▸ **Task objective**:
In the text about Harpalus, what strength is he given to offset his limited mobility?

▸ **Extract**:

In the book, I’ve interpreted his impairment as limited mobility, likely a lameness. But I didn’t want him defined physically only by what he can’t do, so he has a strength that fits both the world and his limitations: archery. Not the loud kind of dominance that comes from outrunning or overpowering the others, but the quieter kind built on control, patience, and precision. He may fall behind on the long runs, but when the targets go up, he’s the one who doesn’t miss.
What matters most to me, though, isn’t the physical contrast. It’s his position with Alexander, because if you look at Harpalus later, the level of trust between them is remarkable. He isn’t one of the men who builds closeness through years of campaigning side by side. He isn’t riding into battle with Alexander, sharing the daily danger that forges that kind of loyalty.
And yet Alexander eventually entrusts him with the treasury of the empire. That’s not a minor appointment. That’s the financial spine of the entire war machine.
At one point, Harpalus mishandles funds and runs, afraid of what Alexander will do when he finds out. And this is where the relationship becomes striking, because Alexander was not a forgiving man when trust was broken. Satraps were executed for corruption. Officers were put to death on suspicion of disloyalty. Financial misconduct, especially once the army depended on steady pay, was treated as a serious betrayal of the state. But Harpalus is not executed. He is not publicly disgraced. Alexander forgives him, restores him, and gives him the position back. Later, Harpalus embezzles on a massive scale and flees again, and that second betrayal is what finally breaks the relationship.
But to be trusted with the empire’s money in the first place, and to be forgiven after failing once, there had to be something deeper already there. That kind of confidence doesn’t come from battlefield camaraderie, because Harpalus wasn’t there for most of it.
It had to start earlier. It had to start here, when they were children, when the group was still sorting itself and Alexander was deciding, quietly and instinctively, who belonged close to him.
At ten, Harpalus isn’t the future treasurer or the man who will eventually panic under pressure. He’s the boy who can’t quite keep up physically in a culture that measures boys by physical strength, and who is still, somehow, firmly inside the circle.
Which makes him one of the most interesting members of the childhood cohort for me to write, because his story only makes sense if that early bond was real and deep long before the empire ever existed.
Bored at work again, so here’s another scene with the boys being ridiculous.
**
By the time the conversation drifted away from tactics and into philosophy, the chamber had settled into that late-night haze of wine, warm lamplight, and abandoned arguments. The room bore the loose, comfortable disorder that came after too much drink and too many opinions.
Cloaks hung off the backs of chairs where the others had sprawled around the room. Someone had dragged a couch closer to the table, and Alexander had gradually taken over most of it. Hephaestion sat at one end with his shoulder braced against the armrest, one leg stretched along the cushions. Alexander had settled sideways against him over the course of the evening, perched partly on the cushions and partly against Hephaestion’s thighs while he talked.

▸ **Supplied material**:
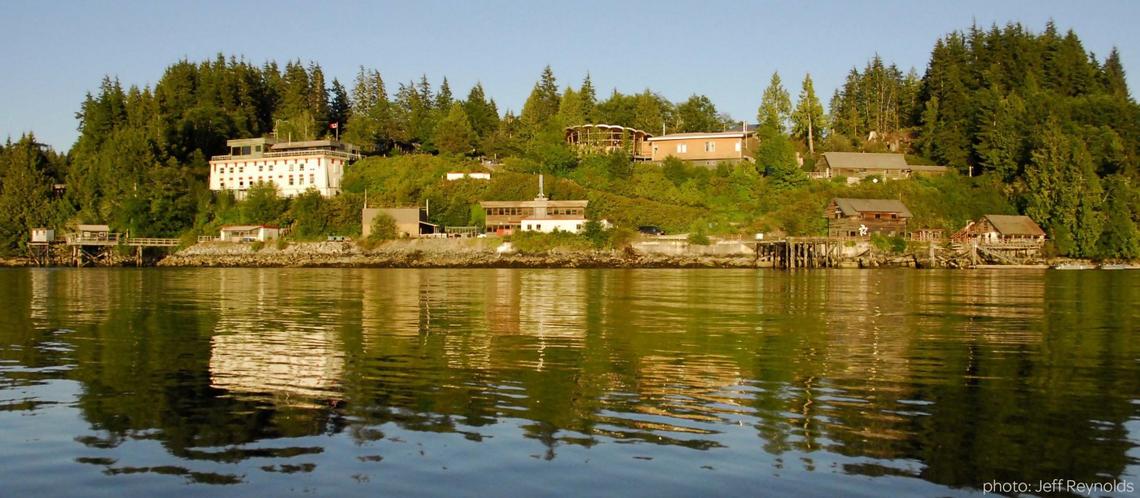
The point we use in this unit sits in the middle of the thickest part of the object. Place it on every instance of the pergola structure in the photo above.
(607, 138)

▸ **Reply**:
Archery.